##### Source document

Elizabeth A. Thompson
Elizabeth A. Thompson is a professor emerita in the Department of Statistics, University of Washington. Until her retirement in 2018 she was professor of Statistics and also adjunct professor in the departments of Biostatistics and of Genome Sciences at the University of Washington, and the Director of the University of Washington Interdisciplinary Faculty Group in Statistical Genetics (1999-2017).She remains Director of an Interdisciplinary Graduate Certificate program in Statistical Genetics. She received her B.A. (1970) in mathematics and Ph.D. (1974) in mathematical statistics from Cambridge University, UK and then did postdoctoral work in the Department of Genetics, Stanford University, before taking up a position on the faculty of the Department of Pure Mathematics and Mathematical Statistics, University of Cambridge in 1976. She served as a University Teaching Officer on the faculty from 1976 to 1985, while she also was a Fellow of Kings College Cambridge from 1975-81, and then Fellow and Director of Studies in Mathematics at Newnham College. She joined the faculty of the University of Washington in December 1985, as a professor of statistics, where she served as Chair 1989-1994, and again 2011-2014.
Dr. Thompson's research interest is in the development of methods for mode-based likelihood inference from genetic data, and particularly from data observed on large and complex pedigree structures. Questions of interest range from analyses of long-term gene frequency differentiation in widely dispersed populations, to short-term extinction of genes in the small population of a highly endangered species; from inference of genealogical relationships among individuals to inference of the genetic basis of traits from data observed on members of a known pedigree; and from analyses of patterns of genome sharing in plants to modern methods for human linkage analysis. In recent years, several of these questions have been addressed using Monte Carlo likelihood. She has held NSF grants in Population Biology (1987-90), Conservation Biology (1990-93) and Computational Biology (1993-97 and 1998-2002). Also in interdisciplinary development, she was a member of the Program in Mathematics and Molecular Biology (1994-2006), funded as a Burroughs Welcome Interfaces in Science program with the mission to recruit and train students from the mathematical sciences in cross-disciplinary work in mathematical molecular biology. At the University of Washington, she participated in interdisciplinary graduate programs in Quantitative Ecology & Resource Management, in Computational Molecular Biology, and in the Mathematical Biology Fellows program. However, her core research has been through an NIH award in the Genetic Epidemiology of Complex Traits. Initially funded in 1991, this award has been an R37 MERIT award since 2008, and ends only now in 2020.

##########
##### Given records

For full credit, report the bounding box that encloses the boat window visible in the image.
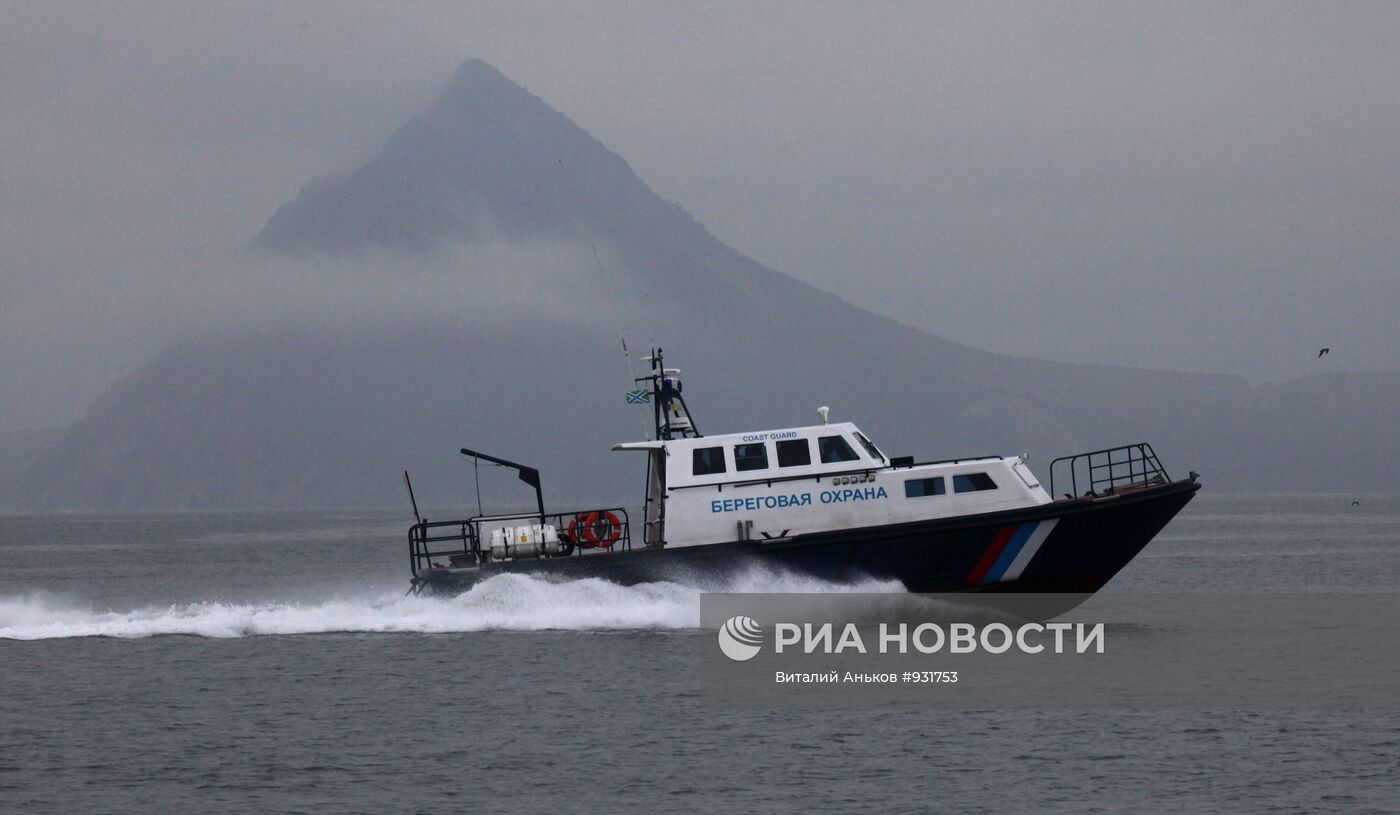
[692,447,724,475]
[816,436,860,464]
[734,443,769,472]
[855,430,885,461]
[953,472,997,493]
[778,438,812,466]
[904,478,944,499]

##########

Instructions:
1. List each NSF grant area that the biography of Elizabeth A. Thompson mentions, with its years.
2. In the biography of Elizabeth A. Thompson, condense the paragraph beginning "Dr. Thompson's research interest" into a shorter paragraph that keeps its main facts.
3. Extend the biography of Elizabeth A. Thompson from its last sentence.

Numbered responses:
1.
- Population Biology (1987-90)
- Conservation Biology (1990-93)
- Computational Biology (1993-97 and 1998-2002)

2. Dr. Thompson develops methods for mode-based likelihood inference from genetic data, especially data on large and complex pedigrees. Her questions range from long-term gene frequency differentiation in dispersed populations to short-term gene extinction in a highly endangered species. They also include genealogical relationships, the genetic basis of traits in known pedigrees, genome sharing in plants and human linkage analysis. In recent years she has addressed several of these questions using Monte Carlo likelihood. She held NSF grants in Population Biology, Conservation Biology and Computational Biology. She was a member of the Burroughs Welcome-funded Program in Mathematics and Molecular Biology (1994-2006). At the University of Washington she took part in several interdisciplinary graduate programs. Her core research has been funded by an NIH award in the Genetic Epidemiology of Complex Traits. That award began in 1991, became an R37 MERIT award in 2008 and ends in 2020.

3.
Dr Thompson has served on the Scientific Advisory Boards of the Pacific Institute for Mathematical Sciences, the Banff International Research Station, and the Institute for Pure and Applied Mathematics and on the Board of Trustees of the National Institute for Statistical Science., and as a member of Council of the International Statistical Institute. She has also served on the National Research Council Committee on Applied and Theoretical Statistics, on the Committee to Review the Scientific Approaches used during the FBI's investigation of the 2001 Anthrax letters, and is a current member of the Board of Mathematical Sciences and Analytics. Her primary academic society affiliation has been to the International Biometric Society (IBS), first serving as a member of the British Region Committee in 1984-5. From 1997-1999, she served on the Executive Committee of West North American Region(WNAR) and was WNAR President in 1998. She was a member of the Council of the IBS, 2006-2013, and President 2016-2017.
Dr. Thompson is a recipient of a Doctor of Science degree from the University of Cambridge, the inaugural Jerome Sacks award for cross-disciplinary research from the National Institute for Statistical Science, the Weldon Prize for contributions to Biometric Science from Oxford University, UK, and of a Guggenheim fellowship. She is an honorary fellow of Newnham College, Cambridge, and an elected member of the International Statistical Institute, the American Academy of Arts and Sciences, and the US National Academy of Sciences.
She has been a member of the PIMS Board of Directors since 2020.